할 일:
아래 목록에서 "every"라는 문자열이 들어 있는 줄이 몇 개인지 세어 그 숫자만 쓰세요. 대소문자는 구분합니다.

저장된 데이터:

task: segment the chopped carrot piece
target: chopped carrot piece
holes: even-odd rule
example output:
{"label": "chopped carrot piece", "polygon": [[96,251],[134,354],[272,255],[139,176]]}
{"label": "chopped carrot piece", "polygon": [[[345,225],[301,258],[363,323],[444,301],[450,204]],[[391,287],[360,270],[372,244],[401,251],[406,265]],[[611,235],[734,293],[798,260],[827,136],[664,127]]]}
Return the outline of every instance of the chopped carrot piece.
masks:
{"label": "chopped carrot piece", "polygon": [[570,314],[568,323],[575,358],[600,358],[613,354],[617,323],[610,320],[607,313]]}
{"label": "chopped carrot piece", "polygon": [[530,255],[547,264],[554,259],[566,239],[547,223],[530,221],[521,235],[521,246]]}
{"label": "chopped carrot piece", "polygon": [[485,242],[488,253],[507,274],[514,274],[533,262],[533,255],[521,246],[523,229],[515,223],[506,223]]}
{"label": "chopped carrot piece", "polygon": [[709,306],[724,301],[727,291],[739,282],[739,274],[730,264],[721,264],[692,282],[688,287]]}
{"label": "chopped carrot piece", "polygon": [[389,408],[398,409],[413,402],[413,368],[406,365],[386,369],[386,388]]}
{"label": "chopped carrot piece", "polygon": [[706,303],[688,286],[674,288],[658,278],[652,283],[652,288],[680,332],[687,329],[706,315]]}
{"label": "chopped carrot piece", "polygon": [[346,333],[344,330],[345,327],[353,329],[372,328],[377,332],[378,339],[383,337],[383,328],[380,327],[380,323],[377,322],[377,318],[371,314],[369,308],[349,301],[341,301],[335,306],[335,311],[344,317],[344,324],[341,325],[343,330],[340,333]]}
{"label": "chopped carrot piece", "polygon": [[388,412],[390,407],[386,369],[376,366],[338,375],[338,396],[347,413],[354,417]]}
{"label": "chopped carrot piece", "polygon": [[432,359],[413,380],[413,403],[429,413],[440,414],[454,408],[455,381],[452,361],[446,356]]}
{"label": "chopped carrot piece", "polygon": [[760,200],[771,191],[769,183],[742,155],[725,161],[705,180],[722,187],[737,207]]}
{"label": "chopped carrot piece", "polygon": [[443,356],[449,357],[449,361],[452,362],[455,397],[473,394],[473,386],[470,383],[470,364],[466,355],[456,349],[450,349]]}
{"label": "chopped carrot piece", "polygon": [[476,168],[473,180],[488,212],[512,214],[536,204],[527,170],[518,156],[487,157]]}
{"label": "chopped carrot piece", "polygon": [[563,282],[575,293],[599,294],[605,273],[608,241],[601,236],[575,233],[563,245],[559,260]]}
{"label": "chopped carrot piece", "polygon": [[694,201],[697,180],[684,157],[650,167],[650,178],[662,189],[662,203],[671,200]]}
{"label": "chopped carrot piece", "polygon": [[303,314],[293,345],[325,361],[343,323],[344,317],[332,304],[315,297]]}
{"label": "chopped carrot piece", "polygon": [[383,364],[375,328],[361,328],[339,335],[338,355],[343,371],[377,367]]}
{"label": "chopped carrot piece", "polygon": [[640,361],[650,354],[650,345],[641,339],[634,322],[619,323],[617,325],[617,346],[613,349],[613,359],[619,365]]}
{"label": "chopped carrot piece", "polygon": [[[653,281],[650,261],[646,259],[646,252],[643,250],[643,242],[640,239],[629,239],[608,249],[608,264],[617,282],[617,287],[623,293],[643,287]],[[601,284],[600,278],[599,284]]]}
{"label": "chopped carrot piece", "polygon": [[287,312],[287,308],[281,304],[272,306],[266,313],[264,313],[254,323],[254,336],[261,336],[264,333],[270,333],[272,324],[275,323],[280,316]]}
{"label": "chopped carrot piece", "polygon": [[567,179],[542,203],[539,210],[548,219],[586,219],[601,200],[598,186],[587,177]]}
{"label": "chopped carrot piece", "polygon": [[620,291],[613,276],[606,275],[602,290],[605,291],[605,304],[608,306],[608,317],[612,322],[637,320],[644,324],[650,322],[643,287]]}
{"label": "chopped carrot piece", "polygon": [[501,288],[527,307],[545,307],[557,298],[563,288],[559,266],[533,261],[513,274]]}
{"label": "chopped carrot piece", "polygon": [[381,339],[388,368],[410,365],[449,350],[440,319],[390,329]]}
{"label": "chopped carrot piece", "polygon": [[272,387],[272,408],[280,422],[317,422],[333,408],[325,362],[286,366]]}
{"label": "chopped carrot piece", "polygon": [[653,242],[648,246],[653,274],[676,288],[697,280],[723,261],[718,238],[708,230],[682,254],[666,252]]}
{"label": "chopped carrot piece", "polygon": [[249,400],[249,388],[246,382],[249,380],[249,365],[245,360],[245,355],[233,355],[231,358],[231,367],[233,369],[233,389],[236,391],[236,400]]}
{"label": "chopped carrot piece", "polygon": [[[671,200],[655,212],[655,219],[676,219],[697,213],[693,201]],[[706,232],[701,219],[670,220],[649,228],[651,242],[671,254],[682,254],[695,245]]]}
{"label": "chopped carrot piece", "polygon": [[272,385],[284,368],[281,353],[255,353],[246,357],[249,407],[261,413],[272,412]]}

과제 답변:
1